═════ Texto de lectura

Opinión

Vivir con nuestros muertos

Delphine Horviller es una de las primeras mujeres que ejerce como rabina en Francia. Tiene sentido del humor. Eso deduzco de la lectura de Vivir con nuestros muertos (Libros del Asteroide). Suena su teléfono en el cementerio: "Ahora no puedo hablar. Te llamo cuando termine el entierro…". Y como la situación se repite muchas veces sus amigos se lo toman a guasa. ¿No se hace cuesta arriba, cómo acaba influyendo un contacto habitual con moribundos, dolientes y con la realidad de la muerte? "Lo cierto es que no tengo la menor idea" asegura antes de dar algunas explicaciones. Recuerda que la muerte hoy en día tiene delimitado su territorio: "La obligamos a replegarse". Mejor que no se vea. Y demasiadas veces Azrael, el ángel de la muerte, llega a plantas de cuidados paliativos fuera de las horas de visita, o a las habitaciones de geriátricos o en el silencio y soledad de la madrugada a la cama de un hospital. A ese ángel de la muerte, que dice la tradición judía, no solo no se le recibe, lo expulsamos del espacio doméstico y así colocamos fuera a aquella persona a la que viene a buscar. 

Por ser hoy día de difuntos y por el disfrute que me supuso la lectura de este pequeño libro de Delphine Horviller toco el tema. Aprovecho y me recuerdo a mí mismo que el camino que me queda por delante es mucho menor, sin comparación, al que he recorrido. El tiempo que esté por vivir buscaré saborearlo a fondo, como el mejor vino, como la pasión que acaba de despertarse.

══════════
═════ Material proporcionado

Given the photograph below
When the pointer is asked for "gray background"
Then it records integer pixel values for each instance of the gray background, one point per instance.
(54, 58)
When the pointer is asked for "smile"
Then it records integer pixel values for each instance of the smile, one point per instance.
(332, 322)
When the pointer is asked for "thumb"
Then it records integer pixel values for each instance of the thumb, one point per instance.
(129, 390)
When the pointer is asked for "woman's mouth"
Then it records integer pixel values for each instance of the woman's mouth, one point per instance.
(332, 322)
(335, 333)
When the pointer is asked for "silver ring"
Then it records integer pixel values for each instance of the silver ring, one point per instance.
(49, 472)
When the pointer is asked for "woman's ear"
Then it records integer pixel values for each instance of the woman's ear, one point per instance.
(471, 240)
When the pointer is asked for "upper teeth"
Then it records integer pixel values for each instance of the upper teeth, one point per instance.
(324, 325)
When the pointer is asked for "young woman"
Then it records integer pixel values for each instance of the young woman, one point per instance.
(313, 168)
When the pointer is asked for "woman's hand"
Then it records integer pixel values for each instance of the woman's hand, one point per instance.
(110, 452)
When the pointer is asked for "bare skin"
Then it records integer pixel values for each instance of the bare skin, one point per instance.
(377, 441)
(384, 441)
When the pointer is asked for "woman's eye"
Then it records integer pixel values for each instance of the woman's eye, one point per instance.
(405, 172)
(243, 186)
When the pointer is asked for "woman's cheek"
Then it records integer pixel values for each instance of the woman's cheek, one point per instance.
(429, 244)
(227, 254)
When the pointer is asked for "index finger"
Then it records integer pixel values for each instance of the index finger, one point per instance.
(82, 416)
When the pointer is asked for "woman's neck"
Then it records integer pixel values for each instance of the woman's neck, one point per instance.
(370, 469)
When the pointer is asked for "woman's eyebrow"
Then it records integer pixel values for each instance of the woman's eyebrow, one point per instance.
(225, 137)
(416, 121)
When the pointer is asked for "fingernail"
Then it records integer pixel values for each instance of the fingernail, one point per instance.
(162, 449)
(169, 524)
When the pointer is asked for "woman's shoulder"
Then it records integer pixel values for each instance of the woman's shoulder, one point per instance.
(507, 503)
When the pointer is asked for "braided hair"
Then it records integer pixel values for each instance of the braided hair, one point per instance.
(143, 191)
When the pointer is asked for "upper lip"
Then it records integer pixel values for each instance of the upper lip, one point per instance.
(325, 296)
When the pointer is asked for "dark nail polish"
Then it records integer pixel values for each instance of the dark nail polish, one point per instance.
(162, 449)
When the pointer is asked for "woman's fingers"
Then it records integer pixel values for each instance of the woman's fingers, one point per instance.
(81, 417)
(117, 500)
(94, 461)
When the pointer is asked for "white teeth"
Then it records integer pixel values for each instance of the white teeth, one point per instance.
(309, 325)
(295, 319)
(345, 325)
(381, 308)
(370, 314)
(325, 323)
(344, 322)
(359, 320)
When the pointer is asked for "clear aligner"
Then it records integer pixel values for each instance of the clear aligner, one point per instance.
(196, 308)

══════════

Preguntas por responder:
1. Enumere todos los lugares a los que, según la columna, llega con demasiada frecuencia Azrael, el ángel de la muerte.
2. Reproduzca literalmente el fragmento de la columna que va desde "Por ser hoy" hasta "acaba de despertarse.".

Respuestas escritas:
1.
- Plantas de cuidados paliativos, fuera de las horas de visita
- Las habitaciones de geriátricos
- La cama de un hospital, en el silencio y soledad de la madrugada

2.
Por ser hoy día de difuntos y por el disfrute que me supuso la lectura de este pequeño libro de Delphine Horviller toco el tema. Aprovecho y me recuerdo a mí mismo que el camino que me queda por delante es mucho menor, sin comparación, al que he recorrido. El tiempo que esté por vivir buscaré saborearlo a fondo, como el mejor vino, como la pasión que acaba de despertarse.